───── 所给文本

【LOJ#2402】[THUPC2017]天天爱射击(整体二分)
题面
题解
显然对于每块木板可以二分被打烂的时间。
那么直接上整体二分处理就行了。
#include<iostream>
#include<cstdio>
#include<cstdlib>
#include<cstring>
#include<cmath>
#include<algorithm>
#include<vector>
using namespace std;
#define ll long long
#define MAX 200200
inline int read()
{
int x=0;bool t=false;char ch=getchar();
while((ch<'0'||ch>'9')&&ch!='-')ch=getchar();
if(ch=='-')t=true,ch=getchar();
while(ch<='9'&&ch>='0')x=x*10+ch-48,ch=getchar();
return t?-x:x;
}
struct Board{int l,r,s,id;}p[MAX],tmp1[MAX],tmp2[MAX];
int n,m,ans[MAX],a[MAX],c[MAX];
const int N=2e5;
int lb(int x){return x&(-x);}
void add(int x,int w){while(x<=N)c[x]+=w,x+=lb(x);}
int getsum(int x){int s=0;while(x)s+=c[x],x-=lb(x);return s;}
void Solve(int l,int r,int L,int R)
{
if(L>R)return;
if(l==r)
{
for(int i=L;i<=R;++i)ans[p[i].id]=l;
return;
}
int mid=(l+r)>>1,t1=0,t2=0;
for(int i=l;i<=mid;++i)add(a[i],1);
for(int i=L;i<=R;++i)
{
int v=getsum(p[i].r)-getsum(p[i].l-1);
if(p[i].s<=v)tmp1[++t1]=p[i];
else p[i].s-=v,tmp2[++t2]=p[i];
}
for(int i=1;i<=t1;++i)p[L+i-1]=tmp1[i];
for(int i=1;i<=t2;++i)p[L+t1+i-1]=tmp2[i];
for(int i=l;i<=mid;++i)add(a[i],-1);
Solve(l,mid,L,L+t1-1);Solve(mid+1,r,L+t1,R);
}
int main()
{
n=read();m=read();
for(int i=1;i<=n;++i)p[i].l=read(),p[i].r=read(),p[i].s=read(),p[i].id=i;
for(int i=1;i<=m;++i)a[i]=read();
Solve(1,m+1,1,n);
for(int i=1;i<=m;++i)c[i]=0;
for(int i=1;i<=n;++i)c[ans[i]]+=1;
for(int i=1;i<=m;++i)printf("%d\n",c[i]);
return 0;
}

──────────
───── 所给记录

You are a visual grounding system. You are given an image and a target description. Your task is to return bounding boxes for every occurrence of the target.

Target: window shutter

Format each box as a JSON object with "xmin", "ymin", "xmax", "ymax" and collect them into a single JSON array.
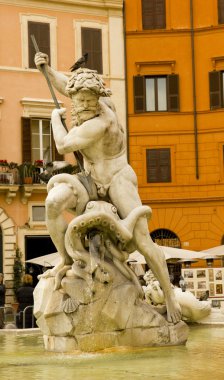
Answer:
[
  {"xmin": 154, "ymin": 0, "xmax": 166, "ymax": 29},
  {"xmin": 51, "ymin": 127, "xmax": 64, "ymax": 161},
  {"xmin": 142, "ymin": 0, "xmax": 154, "ymax": 29},
  {"xmin": 142, "ymin": 0, "xmax": 166, "ymax": 29},
  {"xmin": 209, "ymin": 71, "xmax": 222, "ymax": 110},
  {"xmin": 218, "ymin": 0, "xmax": 224, "ymax": 24},
  {"xmin": 22, "ymin": 117, "xmax": 32, "ymax": 162},
  {"xmin": 167, "ymin": 74, "xmax": 180, "ymax": 112},
  {"xmin": 146, "ymin": 148, "xmax": 171, "ymax": 183},
  {"xmin": 82, "ymin": 28, "xmax": 103, "ymax": 74},
  {"xmin": 134, "ymin": 75, "xmax": 145, "ymax": 113},
  {"xmin": 28, "ymin": 21, "xmax": 51, "ymax": 69}
]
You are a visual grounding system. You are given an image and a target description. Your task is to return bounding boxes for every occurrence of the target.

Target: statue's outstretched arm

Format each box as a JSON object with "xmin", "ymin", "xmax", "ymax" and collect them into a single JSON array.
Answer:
[
  {"xmin": 51, "ymin": 108, "xmax": 107, "ymax": 154},
  {"xmin": 34, "ymin": 52, "xmax": 68, "ymax": 96}
]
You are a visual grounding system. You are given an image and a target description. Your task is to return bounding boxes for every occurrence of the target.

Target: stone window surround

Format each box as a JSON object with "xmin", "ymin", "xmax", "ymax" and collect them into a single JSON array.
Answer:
[
  {"xmin": 73, "ymin": 19, "xmax": 109, "ymax": 77},
  {"xmin": 20, "ymin": 13, "xmax": 57, "ymax": 70},
  {"xmin": 28, "ymin": 202, "xmax": 46, "ymax": 227}
]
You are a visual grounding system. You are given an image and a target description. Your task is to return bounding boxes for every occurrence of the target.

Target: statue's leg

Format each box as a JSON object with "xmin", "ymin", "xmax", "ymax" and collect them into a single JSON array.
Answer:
[
  {"xmin": 45, "ymin": 174, "xmax": 89, "ymax": 282},
  {"xmin": 109, "ymin": 167, "xmax": 181, "ymax": 323}
]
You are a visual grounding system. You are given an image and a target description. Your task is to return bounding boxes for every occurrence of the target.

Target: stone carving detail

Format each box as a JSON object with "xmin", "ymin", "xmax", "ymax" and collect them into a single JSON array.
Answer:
[
  {"xmin": 34, "ymin": 53, "xmax": 188, "ymax": 351},
  {"xmin": 144, "ymin": 270, "xmax": 211, "ymax": 322}
]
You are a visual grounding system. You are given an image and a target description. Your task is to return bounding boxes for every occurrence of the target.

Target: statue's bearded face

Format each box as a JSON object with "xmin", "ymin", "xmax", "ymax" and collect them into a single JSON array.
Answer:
[{"xmin": 72, "ymin": 90, "xmax": 99, "ymax": 125}]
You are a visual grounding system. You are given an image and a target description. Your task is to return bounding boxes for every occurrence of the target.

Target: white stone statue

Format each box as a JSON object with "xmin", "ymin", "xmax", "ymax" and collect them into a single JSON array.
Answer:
[
  {"xmin": 32, "ymin": 53, "xmax": 187, "ymax": 352},
  {"xmin": 144, "ymin": 270, "xmax": 211, "ymax": 322}
]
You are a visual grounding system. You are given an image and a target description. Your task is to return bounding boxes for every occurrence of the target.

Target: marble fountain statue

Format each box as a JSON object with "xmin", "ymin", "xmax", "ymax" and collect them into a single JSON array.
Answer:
[
  {"xmin": 143, "ymin": 270, "xmax": 212, "ymax": 322},
  {"xmin": 34, "ymin": 53, "xmax": 188, "ymax": 352}
]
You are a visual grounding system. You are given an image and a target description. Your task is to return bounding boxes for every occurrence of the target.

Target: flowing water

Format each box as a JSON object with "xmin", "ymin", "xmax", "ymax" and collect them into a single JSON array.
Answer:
[{"xmin": 0, "ymin": 325, "xmax": 224, "ymax": 380}]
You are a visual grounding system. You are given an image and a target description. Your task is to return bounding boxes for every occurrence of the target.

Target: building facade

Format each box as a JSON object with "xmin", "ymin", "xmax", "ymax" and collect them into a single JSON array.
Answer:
[
  {"xmin": 125, "ymin": 0, "xmax": 224, "ymax": 266},
  {"xmin": 0, "ymin": 0, "xmax": 126, "ymax": 303}
]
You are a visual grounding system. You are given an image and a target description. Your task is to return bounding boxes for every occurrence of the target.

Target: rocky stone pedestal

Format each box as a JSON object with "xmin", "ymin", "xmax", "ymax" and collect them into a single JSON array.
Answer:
[{"xmin": 34, "ymin": 273, "xmax": 188, "ymax": 352}]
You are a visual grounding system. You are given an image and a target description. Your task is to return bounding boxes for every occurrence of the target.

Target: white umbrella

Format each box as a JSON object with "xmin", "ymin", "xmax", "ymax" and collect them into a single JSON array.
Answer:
[
  {"xmin": 201, "ymin": 245, "xmax": 224, "ymax": 256},
  {"xmin": 26, "ymin": 252, "xmax": 60, "ymax": 268},
  {"xmin": 26, "ymin": 245, "xmax": 219, "ymax": 267}
]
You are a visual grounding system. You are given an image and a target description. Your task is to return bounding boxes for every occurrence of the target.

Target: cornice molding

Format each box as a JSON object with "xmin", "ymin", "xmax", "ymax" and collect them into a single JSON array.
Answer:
[
  {"xmin": 0, "ymin": 0, "xmax": 123, "ymax": 16},
  {"xmin": 141, "ymin": 197, "xmax": 224, "ymax": 207}
]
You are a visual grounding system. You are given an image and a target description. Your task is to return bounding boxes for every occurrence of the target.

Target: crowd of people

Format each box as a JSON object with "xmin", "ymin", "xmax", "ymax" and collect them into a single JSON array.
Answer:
[{"xmin": 0, "ymin": 273, "xmax": 35, "ymax": 329}]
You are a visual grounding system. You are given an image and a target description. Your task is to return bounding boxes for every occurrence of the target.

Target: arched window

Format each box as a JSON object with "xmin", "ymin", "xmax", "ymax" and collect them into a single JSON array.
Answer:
[
  {"xmin": 0, "ymin": 227, "xmax": 3, "ymax": 273},
  {"xmin": 150, "ymin": 228, "xmax": 181, "ymax": 248}
]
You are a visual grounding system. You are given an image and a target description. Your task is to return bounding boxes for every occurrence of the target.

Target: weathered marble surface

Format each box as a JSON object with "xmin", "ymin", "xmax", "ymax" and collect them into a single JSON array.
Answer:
[
  {"xmin": 144, "ymin": 271, "xmax": 211, "ymax": 322},
  {"xmin": 34, "ymin": 53, "xmax": 188, "ymax": 351},
  {"xmin": 34, "ymin": 266, "xmax": 188, "ymax": 352}
]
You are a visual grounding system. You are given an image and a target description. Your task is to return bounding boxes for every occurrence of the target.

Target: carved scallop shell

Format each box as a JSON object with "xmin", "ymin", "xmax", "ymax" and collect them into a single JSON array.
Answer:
[{"xmin": 63, "ymin": 298, "xmax": 79, "ymax": 314}]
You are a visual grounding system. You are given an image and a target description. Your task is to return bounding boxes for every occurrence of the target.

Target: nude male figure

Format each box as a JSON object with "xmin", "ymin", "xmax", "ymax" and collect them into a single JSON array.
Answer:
[{"xmin": 35, "ymin": 53, "xmax": 181, "ymax": 323}]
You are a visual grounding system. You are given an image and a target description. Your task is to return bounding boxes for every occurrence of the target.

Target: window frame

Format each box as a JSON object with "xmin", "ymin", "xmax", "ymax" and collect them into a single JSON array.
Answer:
[
  {"xmin": 141, "ymin": 0, "xmax": 167, "ymax": 30},
  {"xmin": 28, "ymin": 202, "xmax": 46, "ymax": 226},
  {"xmin": 133, "ymin": 74, "xmax": 180, "ymax": 114},
  {"xmin": 209, "ymin": 70, "xmax": 224, "ymax": 110},
  {"xmin": 21, "ymin": 116, "xmax": 63, "ymax": 162},
  {"xmin": 81, "ymin": 26, "xmax": 103, "ymax": 74},
  {"xmin": 20, "ymin": 14, "xmax": 57, "ymax": 70},
  {"xmin": 73, "ymin": 19, "xmax": 109, "ymax": 76},
  {"xmin": 145, "ymin": 147, "xmax": 173, "ymax": 185}
]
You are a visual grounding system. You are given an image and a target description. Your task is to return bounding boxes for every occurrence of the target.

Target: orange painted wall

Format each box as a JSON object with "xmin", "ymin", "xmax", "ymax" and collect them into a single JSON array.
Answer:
[{"xmin": 125, "ymin": 0, "xmax": 224, "ymax": 255}]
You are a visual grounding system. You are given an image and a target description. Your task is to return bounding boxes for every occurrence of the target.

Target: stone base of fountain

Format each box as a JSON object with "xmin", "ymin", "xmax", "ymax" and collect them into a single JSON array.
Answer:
[{"xmin": 34, "ymin": 271, "xmax": 188, "ymax": 352}]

──────────

- 设定任务 -
根据所给文本回答下列问题：
1. 题解中说，对于每块木板可以二分什么？
2. 代码中 MAX 被定义为多少？
3. main 函数里调用 Solve 时传入了哪些参数？

- 最终结果 -
1. 可以二分木板被打烂的时间。
2. MAX 被定义为 200200。
3. 传入的参数是 1、m+1、1、n，即 Solve(1,m+1,1,n)。